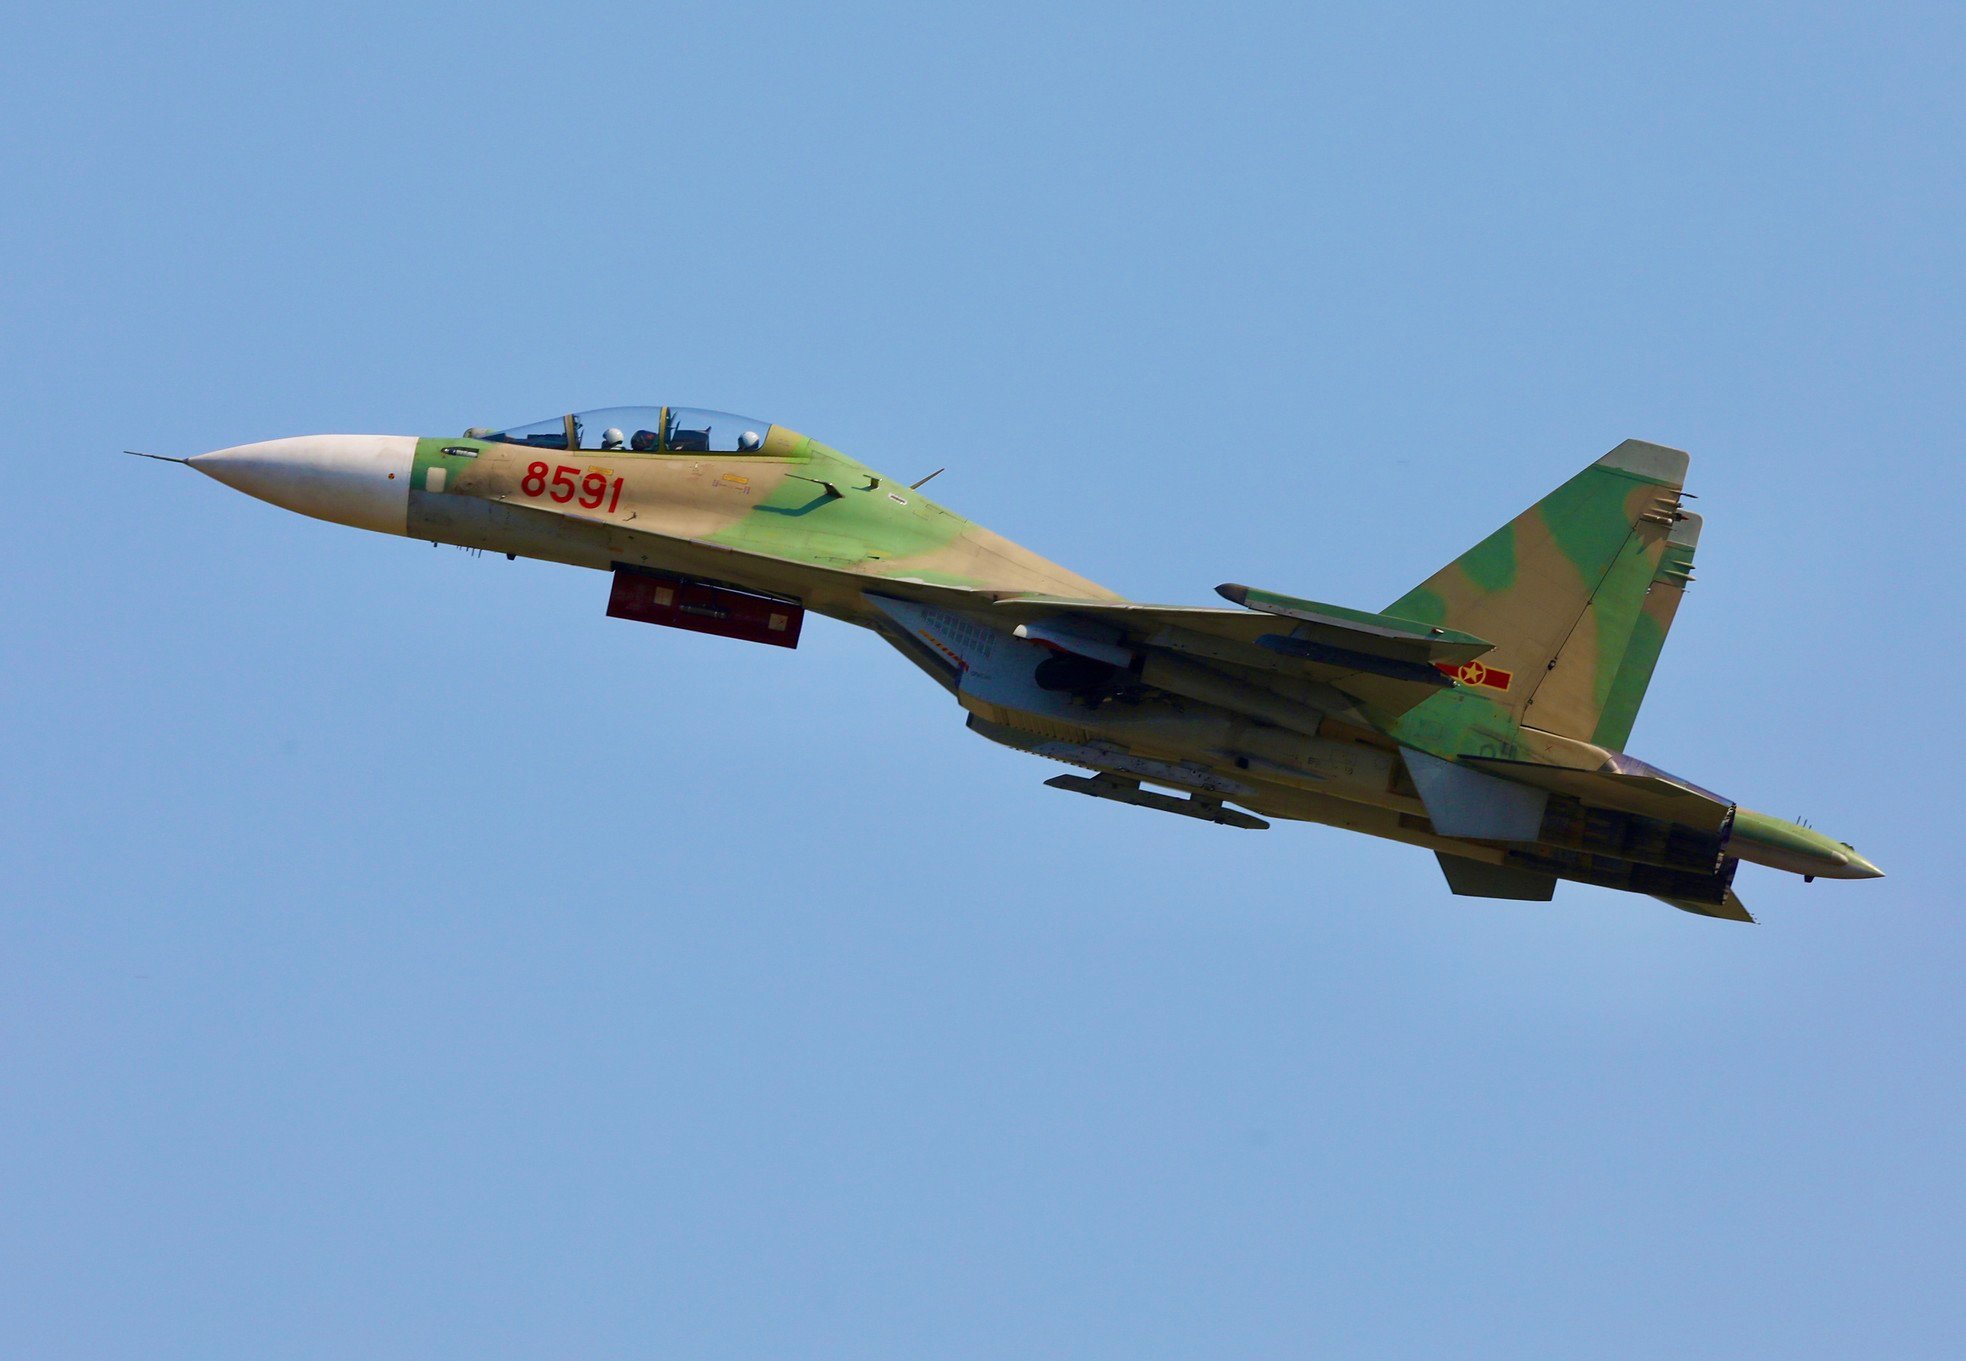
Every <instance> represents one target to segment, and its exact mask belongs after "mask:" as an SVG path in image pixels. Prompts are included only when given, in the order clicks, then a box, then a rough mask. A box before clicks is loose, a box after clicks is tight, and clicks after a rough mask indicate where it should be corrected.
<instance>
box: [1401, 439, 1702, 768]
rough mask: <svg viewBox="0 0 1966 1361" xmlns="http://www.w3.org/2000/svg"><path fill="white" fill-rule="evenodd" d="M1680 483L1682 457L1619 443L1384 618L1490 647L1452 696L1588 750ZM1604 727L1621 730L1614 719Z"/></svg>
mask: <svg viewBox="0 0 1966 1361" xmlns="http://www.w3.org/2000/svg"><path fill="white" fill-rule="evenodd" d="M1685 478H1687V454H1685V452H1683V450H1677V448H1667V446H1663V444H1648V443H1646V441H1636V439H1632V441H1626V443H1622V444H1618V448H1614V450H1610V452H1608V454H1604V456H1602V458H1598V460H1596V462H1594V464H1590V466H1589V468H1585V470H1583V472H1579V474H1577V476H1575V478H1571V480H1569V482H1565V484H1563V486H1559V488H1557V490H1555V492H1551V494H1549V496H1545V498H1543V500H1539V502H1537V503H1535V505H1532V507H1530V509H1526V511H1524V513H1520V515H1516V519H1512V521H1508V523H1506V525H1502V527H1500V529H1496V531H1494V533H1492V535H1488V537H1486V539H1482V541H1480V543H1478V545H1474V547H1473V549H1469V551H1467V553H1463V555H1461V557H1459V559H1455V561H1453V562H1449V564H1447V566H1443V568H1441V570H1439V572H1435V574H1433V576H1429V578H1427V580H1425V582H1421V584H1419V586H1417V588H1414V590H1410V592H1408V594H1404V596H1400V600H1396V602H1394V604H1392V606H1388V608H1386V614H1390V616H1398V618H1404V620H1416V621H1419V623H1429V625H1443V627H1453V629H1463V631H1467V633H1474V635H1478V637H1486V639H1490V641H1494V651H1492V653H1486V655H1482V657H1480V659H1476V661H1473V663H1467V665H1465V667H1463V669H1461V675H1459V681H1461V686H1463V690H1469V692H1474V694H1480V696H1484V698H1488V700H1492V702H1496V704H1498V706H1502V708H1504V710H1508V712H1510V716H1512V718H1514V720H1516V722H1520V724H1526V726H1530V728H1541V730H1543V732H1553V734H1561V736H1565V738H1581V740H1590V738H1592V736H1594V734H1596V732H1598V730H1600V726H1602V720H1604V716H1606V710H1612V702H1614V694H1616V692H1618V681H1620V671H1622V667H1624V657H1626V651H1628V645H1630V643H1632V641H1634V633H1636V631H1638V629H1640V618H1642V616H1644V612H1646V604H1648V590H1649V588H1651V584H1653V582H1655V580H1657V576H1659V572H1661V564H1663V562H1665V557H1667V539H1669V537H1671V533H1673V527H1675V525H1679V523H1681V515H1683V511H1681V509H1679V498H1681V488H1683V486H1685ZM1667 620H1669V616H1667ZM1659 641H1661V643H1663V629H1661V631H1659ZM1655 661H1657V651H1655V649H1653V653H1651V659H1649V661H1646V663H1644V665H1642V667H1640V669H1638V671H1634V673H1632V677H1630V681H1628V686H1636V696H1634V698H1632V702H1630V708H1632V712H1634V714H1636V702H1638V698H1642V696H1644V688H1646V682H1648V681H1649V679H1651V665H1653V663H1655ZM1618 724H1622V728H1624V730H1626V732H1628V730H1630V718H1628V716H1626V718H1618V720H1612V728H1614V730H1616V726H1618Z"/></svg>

- - - -

(What you are asked to do) How many lines in the items above contain the string "instance", with case counting? Reply with the number alone.

(Worked solution) 2